Segment Start: SOURCE MATERIAL
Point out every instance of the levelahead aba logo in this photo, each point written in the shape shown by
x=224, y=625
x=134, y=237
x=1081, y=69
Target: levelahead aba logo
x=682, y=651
Segment End: SOURCE MATERIAL
=== ASSIGNED TASK ===
Transcribe every line of the records, keeping each one exact.

=== ANSWER SPACE ===
Point out every instance of the levelahead aba logo in this photo, each point written in the shape shown by
x=224, y=625
x=134, y=237
x=1081, y=69
Target: levelahead aba logo
x=682, y=651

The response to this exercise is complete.